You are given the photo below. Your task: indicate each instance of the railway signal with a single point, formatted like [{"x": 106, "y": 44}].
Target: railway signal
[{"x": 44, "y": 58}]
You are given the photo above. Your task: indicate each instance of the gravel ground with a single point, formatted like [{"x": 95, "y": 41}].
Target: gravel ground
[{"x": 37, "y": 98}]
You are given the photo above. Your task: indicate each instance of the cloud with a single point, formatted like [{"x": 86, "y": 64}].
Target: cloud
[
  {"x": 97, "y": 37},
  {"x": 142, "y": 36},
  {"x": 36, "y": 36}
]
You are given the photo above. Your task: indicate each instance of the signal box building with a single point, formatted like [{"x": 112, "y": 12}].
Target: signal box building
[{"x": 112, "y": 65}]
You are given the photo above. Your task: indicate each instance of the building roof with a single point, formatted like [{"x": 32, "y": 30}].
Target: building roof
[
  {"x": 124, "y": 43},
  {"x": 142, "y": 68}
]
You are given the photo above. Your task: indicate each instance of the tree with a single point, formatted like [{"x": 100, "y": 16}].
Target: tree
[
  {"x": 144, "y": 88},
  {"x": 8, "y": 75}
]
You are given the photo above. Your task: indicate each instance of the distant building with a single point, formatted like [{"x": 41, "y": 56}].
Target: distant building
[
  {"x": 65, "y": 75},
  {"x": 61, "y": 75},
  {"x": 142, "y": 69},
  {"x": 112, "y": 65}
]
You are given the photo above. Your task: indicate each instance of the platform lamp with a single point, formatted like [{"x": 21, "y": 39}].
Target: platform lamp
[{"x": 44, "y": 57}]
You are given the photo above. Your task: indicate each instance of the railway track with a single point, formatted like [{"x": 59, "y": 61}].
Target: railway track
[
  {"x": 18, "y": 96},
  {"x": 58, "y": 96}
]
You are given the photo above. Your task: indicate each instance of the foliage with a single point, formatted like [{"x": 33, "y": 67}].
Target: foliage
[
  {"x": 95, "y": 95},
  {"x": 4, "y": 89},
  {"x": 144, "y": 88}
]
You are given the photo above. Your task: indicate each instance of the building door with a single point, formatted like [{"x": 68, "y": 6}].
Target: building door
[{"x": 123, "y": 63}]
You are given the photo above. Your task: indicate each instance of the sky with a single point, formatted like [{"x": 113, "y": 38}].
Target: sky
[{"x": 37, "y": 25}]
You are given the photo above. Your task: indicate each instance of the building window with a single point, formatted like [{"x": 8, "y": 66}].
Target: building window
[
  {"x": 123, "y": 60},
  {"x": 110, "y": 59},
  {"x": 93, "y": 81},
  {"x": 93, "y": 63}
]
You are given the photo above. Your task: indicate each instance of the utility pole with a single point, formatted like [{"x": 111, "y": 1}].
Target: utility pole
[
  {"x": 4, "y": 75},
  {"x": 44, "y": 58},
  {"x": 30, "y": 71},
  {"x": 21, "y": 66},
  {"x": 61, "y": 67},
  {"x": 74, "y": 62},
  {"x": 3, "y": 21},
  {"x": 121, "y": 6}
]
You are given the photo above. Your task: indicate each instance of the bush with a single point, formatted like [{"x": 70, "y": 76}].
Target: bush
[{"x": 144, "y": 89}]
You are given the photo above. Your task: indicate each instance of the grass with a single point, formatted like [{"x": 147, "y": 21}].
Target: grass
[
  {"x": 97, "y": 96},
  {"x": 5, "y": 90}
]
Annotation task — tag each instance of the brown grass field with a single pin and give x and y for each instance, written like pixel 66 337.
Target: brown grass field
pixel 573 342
####
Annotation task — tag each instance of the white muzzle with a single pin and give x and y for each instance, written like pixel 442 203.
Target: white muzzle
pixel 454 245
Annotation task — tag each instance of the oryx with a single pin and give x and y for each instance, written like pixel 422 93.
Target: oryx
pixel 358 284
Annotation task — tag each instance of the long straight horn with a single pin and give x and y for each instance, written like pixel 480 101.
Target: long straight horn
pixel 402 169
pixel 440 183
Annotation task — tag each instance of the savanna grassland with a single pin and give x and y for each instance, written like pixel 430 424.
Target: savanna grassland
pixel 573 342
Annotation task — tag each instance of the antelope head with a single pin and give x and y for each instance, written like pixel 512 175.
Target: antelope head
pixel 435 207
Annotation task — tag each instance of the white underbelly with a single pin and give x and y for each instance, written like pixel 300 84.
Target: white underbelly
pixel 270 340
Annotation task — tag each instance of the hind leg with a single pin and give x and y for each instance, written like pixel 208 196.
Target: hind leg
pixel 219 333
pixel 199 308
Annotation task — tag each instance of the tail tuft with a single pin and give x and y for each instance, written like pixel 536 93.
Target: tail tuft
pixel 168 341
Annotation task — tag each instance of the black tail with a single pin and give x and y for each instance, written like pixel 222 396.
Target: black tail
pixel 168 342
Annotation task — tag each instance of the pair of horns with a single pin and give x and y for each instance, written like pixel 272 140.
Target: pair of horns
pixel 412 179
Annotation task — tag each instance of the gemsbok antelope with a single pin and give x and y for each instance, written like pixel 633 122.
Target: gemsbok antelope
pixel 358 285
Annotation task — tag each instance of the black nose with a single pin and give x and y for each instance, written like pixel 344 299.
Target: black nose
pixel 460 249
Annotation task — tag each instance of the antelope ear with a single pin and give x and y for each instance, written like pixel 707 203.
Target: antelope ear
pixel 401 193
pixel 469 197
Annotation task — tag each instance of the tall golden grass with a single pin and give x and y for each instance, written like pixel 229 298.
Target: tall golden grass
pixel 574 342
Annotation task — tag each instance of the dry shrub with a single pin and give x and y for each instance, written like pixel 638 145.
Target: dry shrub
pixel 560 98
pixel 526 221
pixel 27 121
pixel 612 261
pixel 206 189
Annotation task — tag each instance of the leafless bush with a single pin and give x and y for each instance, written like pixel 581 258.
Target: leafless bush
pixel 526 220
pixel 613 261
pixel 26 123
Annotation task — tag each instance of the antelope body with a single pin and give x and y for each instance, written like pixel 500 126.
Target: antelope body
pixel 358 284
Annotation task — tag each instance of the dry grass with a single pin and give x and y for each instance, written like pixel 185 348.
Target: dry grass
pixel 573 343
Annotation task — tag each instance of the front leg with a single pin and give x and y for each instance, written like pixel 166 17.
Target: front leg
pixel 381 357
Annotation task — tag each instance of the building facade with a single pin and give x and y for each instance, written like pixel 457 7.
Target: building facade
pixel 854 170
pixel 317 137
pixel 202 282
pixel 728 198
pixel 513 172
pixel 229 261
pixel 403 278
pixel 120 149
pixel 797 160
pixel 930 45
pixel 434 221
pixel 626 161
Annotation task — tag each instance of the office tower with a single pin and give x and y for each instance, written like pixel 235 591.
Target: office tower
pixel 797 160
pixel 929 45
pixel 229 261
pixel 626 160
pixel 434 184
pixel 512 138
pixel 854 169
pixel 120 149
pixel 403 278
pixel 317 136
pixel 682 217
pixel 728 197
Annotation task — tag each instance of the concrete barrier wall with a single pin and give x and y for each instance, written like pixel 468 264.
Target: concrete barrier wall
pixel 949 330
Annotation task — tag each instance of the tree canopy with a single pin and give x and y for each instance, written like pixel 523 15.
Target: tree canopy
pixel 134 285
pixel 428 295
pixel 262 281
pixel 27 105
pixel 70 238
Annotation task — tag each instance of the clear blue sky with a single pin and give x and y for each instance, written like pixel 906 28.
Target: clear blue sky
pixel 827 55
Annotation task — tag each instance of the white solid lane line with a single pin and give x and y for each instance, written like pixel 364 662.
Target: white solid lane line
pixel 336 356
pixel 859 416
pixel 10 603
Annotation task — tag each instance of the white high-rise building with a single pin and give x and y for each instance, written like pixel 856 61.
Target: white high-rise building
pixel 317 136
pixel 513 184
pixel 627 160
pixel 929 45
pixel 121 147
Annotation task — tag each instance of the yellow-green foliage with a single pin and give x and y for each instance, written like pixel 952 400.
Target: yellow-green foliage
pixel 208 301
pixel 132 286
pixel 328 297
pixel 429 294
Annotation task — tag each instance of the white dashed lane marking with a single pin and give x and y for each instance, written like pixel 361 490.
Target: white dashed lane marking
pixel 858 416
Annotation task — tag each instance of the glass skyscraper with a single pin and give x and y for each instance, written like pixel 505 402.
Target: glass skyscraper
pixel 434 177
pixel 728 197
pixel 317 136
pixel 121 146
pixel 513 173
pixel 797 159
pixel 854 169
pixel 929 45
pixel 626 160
####
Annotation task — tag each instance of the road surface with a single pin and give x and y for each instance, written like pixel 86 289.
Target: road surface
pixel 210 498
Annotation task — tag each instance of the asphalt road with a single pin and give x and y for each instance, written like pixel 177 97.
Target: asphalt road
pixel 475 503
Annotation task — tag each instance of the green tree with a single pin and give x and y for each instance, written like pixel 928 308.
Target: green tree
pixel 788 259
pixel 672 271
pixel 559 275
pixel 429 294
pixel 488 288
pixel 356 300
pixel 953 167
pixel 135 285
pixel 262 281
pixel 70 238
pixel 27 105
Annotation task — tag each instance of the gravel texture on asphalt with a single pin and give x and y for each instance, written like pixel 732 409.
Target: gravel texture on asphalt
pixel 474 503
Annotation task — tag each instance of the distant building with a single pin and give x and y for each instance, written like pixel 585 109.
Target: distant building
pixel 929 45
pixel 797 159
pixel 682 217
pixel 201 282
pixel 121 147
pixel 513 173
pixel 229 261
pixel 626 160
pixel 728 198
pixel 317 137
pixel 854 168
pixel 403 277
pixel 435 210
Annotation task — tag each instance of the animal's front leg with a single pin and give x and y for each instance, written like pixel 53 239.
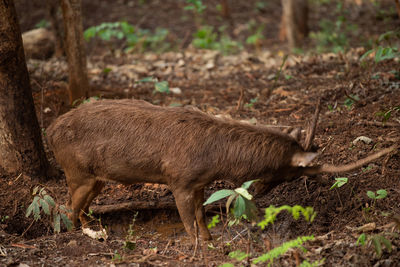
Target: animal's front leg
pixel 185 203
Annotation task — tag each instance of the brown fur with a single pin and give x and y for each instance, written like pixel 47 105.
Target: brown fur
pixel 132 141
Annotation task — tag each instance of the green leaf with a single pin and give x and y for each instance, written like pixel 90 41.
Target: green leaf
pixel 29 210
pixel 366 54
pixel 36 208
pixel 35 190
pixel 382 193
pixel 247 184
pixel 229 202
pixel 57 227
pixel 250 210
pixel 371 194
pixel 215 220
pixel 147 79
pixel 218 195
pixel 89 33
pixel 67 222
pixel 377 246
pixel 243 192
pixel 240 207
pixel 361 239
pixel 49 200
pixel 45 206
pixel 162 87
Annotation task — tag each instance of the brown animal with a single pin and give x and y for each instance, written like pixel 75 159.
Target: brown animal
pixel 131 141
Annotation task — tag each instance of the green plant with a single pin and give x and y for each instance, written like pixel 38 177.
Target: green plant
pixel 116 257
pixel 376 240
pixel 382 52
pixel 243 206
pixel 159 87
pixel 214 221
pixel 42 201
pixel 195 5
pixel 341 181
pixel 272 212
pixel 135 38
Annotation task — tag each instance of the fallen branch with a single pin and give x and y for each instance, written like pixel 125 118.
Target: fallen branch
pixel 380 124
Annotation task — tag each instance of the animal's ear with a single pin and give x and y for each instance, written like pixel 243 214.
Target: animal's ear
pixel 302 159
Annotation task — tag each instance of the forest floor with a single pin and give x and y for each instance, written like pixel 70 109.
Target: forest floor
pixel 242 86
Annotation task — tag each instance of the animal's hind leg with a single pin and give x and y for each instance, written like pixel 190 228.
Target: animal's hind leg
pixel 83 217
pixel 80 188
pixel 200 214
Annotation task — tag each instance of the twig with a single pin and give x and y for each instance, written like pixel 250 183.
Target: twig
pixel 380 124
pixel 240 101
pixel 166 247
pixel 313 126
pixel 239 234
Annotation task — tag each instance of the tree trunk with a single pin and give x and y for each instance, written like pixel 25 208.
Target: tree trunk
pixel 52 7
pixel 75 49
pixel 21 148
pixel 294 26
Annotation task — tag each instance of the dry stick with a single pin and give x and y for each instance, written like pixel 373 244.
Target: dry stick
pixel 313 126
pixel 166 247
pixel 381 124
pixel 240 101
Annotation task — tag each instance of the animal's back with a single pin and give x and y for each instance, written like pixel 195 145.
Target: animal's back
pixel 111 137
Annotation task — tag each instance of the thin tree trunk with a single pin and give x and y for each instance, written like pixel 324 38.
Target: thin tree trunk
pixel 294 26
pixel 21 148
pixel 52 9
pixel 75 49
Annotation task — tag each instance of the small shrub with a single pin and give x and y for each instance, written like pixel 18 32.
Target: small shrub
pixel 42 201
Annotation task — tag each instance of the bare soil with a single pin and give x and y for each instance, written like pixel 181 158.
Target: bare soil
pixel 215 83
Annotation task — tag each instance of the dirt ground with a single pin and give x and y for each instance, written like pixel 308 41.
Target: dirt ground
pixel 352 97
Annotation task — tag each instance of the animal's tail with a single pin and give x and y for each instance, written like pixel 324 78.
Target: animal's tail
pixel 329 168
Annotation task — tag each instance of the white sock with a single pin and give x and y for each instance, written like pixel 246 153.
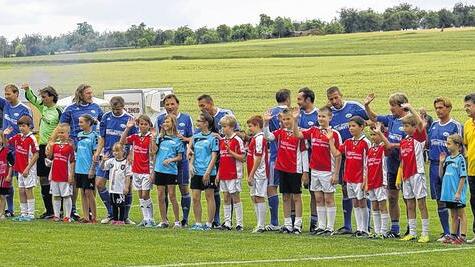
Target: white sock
####
● PROBLEM TO SOLVE
Take the word "sock" and find each line of the material that contains it. Copy those lines.

● RESULT OF THIS EXERCISE
Annotation task — tag each instance of the white sock with a single pin and give x and y for each instance, written like pixel 246 153.
Target: white sock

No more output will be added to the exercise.